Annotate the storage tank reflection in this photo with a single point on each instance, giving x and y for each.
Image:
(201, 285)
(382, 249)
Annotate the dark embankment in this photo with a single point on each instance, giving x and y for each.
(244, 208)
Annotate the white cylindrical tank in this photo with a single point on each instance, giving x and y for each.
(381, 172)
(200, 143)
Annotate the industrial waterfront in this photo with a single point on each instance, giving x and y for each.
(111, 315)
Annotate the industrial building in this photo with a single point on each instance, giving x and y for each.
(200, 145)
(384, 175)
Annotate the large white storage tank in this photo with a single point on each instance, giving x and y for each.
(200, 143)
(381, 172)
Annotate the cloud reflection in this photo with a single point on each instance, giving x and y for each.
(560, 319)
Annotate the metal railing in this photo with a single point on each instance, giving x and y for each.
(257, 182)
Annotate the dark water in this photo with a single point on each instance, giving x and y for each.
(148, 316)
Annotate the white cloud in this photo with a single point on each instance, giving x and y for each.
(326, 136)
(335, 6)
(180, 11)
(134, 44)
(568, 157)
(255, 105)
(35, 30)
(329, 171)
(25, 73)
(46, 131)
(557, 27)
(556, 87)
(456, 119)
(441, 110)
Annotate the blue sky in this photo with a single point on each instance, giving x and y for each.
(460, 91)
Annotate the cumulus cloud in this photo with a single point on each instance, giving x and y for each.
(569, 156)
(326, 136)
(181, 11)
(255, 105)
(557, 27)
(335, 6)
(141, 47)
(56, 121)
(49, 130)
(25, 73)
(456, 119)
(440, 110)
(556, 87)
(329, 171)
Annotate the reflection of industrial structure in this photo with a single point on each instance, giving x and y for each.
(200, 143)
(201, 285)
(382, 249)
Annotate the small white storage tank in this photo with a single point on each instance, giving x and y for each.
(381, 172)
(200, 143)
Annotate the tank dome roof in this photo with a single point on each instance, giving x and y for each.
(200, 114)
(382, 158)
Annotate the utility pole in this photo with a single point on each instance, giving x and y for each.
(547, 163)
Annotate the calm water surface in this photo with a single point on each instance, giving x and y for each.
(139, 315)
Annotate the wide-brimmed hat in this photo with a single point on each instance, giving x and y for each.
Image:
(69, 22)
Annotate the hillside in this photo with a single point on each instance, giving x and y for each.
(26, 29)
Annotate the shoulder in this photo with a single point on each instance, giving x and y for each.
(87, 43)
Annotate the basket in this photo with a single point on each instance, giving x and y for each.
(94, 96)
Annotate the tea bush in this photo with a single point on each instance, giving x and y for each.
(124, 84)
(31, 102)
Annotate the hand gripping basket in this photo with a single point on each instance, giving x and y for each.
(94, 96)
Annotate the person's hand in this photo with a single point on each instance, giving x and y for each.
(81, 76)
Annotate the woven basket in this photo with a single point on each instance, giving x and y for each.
★ ★ ★ ★ ★
## Task statement
Look above for the line that holds "Annotate the calm", then copy it and each line after it exactly, through the last line of the data.

## Task output
Annotate the calm water surface in this photo with a single point on each instance, giving x and y for each.
(139, 315)
Annotate the wide-brimmed hat in this photo with a single point on each instance, giving x and y for each.
Image:
(69, 22)
Annotate the hillside in this photo with a single point on each instance, giving x and y for each.
(26, 29)
Annotate the shoulder in this photo with a single point on each instance, giving x and y for each.
(87, 43)
Annotate the basket in this photo with a single point on each instance, giving x and y for each.
(94, 96)
Annotate the tea bush in this photo with a single point on each instance, giving x and y for each.
(124, 84)
(31, 102)
Annotate the hand gripping basket in this photo with a single point on each instance, giving x and y for each.
(94, 96)
Annotate the person's hand in this photo with a single point on each instance, giving x and y for each.
(81, 76)
Annotate the woven basket in this photo with a single point on each instance, giving x and y for each.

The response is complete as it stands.